* start Data for processing *

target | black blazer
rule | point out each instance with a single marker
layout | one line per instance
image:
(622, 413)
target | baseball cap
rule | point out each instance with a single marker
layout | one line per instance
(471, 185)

* end Data for processing *

Requirements
Rewrite the rows above with every "instance" swapped for "occurrence", keeping everything else the same.

Correct response
target | black blazer
rule | point out each occurrence with a single marker
layout | one line per occurrence
image:
(622, 413)
target | baseball cap
rule | point out each occurrence with a single marker
layout | one line per occurrence
(471, 185)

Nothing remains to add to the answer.